Material provided ::
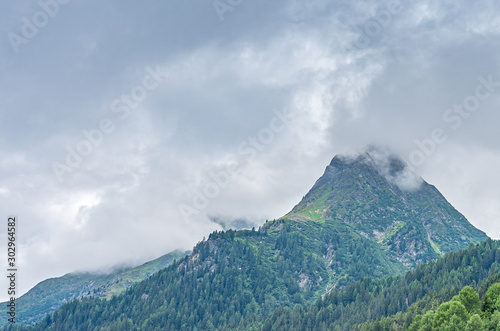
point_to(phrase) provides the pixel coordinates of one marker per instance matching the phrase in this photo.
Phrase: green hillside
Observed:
(50, 294)
(363, 225)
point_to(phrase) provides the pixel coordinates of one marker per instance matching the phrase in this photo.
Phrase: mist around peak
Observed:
(389, 164)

What you will do :: Please transcribe the whole listing above exactly, with the images left out.

Response to the task ::
point_to(phrase) provides the pixel coordinates of one marker per instance matching the phrase in this photo.
Phrase: green hillside
Observed:
(50, 294)
(363, 225)
point_to(phrase) provides the pixel coordinates of one marker per instance matching the phrase in this photo.
Phrase: mist around peak
Observed:
(389, 164)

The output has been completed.